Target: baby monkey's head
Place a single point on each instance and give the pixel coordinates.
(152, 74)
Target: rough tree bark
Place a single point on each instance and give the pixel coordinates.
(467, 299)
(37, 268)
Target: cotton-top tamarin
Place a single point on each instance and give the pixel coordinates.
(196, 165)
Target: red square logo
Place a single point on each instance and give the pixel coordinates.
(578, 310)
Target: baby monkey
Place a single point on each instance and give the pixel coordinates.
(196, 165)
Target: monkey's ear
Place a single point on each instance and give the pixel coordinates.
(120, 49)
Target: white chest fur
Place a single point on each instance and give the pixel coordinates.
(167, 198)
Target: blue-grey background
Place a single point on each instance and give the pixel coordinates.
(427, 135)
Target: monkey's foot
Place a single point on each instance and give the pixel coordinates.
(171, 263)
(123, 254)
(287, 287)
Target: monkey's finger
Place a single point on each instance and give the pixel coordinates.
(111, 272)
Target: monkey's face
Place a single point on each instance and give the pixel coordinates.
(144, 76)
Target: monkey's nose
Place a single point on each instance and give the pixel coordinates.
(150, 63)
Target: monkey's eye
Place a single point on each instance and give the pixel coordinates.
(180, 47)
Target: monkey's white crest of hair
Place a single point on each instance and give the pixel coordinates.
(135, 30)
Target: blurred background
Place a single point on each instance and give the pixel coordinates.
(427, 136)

^^^^

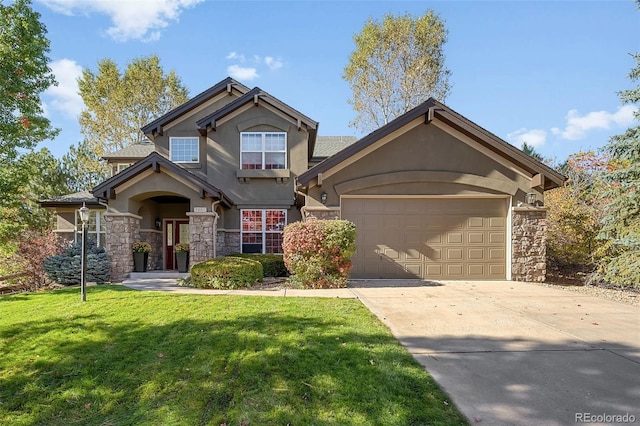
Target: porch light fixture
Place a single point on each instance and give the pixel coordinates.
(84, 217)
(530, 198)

^^^^

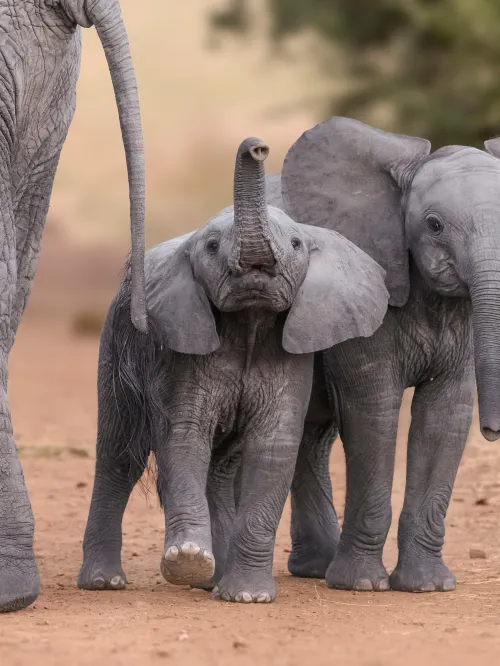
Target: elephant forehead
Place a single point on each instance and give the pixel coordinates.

^^^^

▶ _Exercise directions_
Pick out every line of the material above that contains the word "baby", matching its case.

▶ _Response_
Target: baby monkey's head
Target: baby monkey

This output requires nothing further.